● **WHAT YOU SHOULD DO**
Please rewrite the NIST test house passage from "The National Institute" to "a few reasons.", changing "laboratory" to "testbed".

● **DOCUMENT EXTRACT**
★ ★ ★ ★ ★

The National Institute of Standards and Technology (NIST) has built a beautiful and technologically innovative house—at taxpayers’ expense. No one actually lives at NIST’s house, dubbed the Net-Zero Energy Residential Test Facility; the government agency uses it as a laboratory to test energy-efficient technologies. Although the technology in the house appears to work well—as NIST boasted in a recent media release—government should not have built the house, and the house is not economical to operate. Consider a few reasons.
First and fundamentally, government has no legitimate business testing energy efficient technologies. Such testing is properly a marketplace activity and should be left to the marketplace, where individuals and businesses should be free to engage in or invest in or otherwise support such projects—or not to do so. To build this testing house, government confiscated people’s wealth, thereby violating their rights to use their resources according to their own judgment. If people wish to voluntarily contribute to some research project, they have a moral right to do so—but government has no moral right to force them to do so.

★ ★ ★ ★ ★

● **COLLECTED MATERIAL**
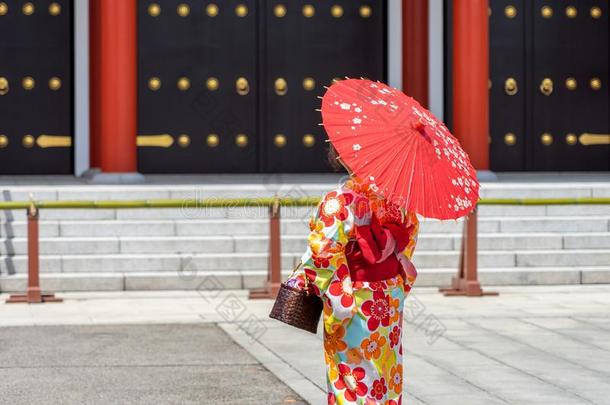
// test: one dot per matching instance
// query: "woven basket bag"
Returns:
(298, 307)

★ ★ ★ ★ ★

● **SOLVED PROBLEM**
The National Institute of Standards and Technology (NIST) has built a beautiful and technologically innovative house—at taxpayers’ expense. No one actually lives at NIST’s house, dubbed the Net-Zero Energy Residential Test Facility; the government agency uses it as a testbed to test energy-efficient technologies. Although the technology in the house appears to work well—as NIST boasted in a recent media release—government should not have built the house, and the house is not economical to operate. Consider a few reasons.